>>>>

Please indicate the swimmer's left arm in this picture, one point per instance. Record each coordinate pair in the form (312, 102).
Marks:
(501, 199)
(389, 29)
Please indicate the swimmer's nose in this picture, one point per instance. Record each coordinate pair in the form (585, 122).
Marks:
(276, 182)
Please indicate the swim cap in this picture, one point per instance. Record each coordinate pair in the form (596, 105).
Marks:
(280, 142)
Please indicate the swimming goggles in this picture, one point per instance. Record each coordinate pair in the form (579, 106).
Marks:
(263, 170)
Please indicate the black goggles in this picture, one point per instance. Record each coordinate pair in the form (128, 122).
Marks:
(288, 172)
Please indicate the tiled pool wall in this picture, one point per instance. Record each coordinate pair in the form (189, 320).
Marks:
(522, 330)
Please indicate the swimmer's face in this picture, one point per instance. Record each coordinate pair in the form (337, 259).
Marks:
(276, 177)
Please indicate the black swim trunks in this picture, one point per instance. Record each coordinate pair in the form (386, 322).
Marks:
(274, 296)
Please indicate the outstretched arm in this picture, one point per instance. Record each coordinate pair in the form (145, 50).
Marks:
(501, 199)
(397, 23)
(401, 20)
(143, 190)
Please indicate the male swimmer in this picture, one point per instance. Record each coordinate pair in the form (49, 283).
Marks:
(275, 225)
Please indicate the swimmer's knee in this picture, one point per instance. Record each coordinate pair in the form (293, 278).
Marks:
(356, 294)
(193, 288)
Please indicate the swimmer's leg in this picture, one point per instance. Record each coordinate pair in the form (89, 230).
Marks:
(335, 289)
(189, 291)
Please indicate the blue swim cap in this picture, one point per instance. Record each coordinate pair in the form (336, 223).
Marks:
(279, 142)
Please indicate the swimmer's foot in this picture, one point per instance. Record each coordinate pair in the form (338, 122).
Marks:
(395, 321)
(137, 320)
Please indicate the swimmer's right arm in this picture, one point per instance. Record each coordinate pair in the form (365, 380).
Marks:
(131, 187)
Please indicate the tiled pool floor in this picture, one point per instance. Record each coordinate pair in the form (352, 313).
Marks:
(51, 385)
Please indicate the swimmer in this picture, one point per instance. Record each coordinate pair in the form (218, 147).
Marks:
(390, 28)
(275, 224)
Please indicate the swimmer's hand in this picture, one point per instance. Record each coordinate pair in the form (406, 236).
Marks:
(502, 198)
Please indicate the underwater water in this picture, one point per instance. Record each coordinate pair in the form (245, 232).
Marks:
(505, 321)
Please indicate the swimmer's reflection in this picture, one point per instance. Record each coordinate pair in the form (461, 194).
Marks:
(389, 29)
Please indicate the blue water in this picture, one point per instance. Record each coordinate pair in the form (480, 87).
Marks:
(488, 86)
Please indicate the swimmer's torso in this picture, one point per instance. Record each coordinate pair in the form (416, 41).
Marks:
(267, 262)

<<<<

§ **What is being asked**:
In the material, take the part that opens with the line containing "Please indicate the blue swim" and runs through the end of the material, and write it again with "indicate" swapped for "locate" wherever it occurs, leaving everything else as it is.

§ **Written solution**:
Please locate the blue swim cap in this picture, one point per instance. Record each coordinate pair in the form (336, 223).
Marks:
(279, 142)
Please locate the swimmer's foot in this picture, one point per instance. Record each coordinate pair in the form (338, 122).
Marks:
(395, 321)
(137, 320)
Please locate the swimmer's right arm in this picture, one point per instance. Record each coordinate pair in the form (365, 380).
Marks:
(131, 187)
Please locate the tiled pool floor in this picture, one point per instance. Record each coordinate pair in the form (352, 313).
Marks:
(51, 385)
Please locate the swimmer in this picture, one point per instance. Record each coordinate pair in the form (218, 147).
Marks:
(390, 28)
(275, 224)
Please locate the swimmer's hand in this picture, one point per instance. Record each coordinate pair in the form (406, 236).
Marks:
(502, 198)
Please locate the underwater water in this picture, one point per instance. Record each coordinate pair in the form (245, 232).
Marks:
(505, 321)
Please locate the swimmer's reflection in this picture, one point per instance. Record each coordinate pair in the form (461, 194).
Marks:
(389, 29)
Please locate the blue water in this picture, one point per instance. Record each coordinate pair in the form (480, 87).
Marks:
(488, 86)
Please locate the swimmer's torso in this picture, one point per instance. Record each coordinate pair in the form (416, 41).
Marks:
(267, 262)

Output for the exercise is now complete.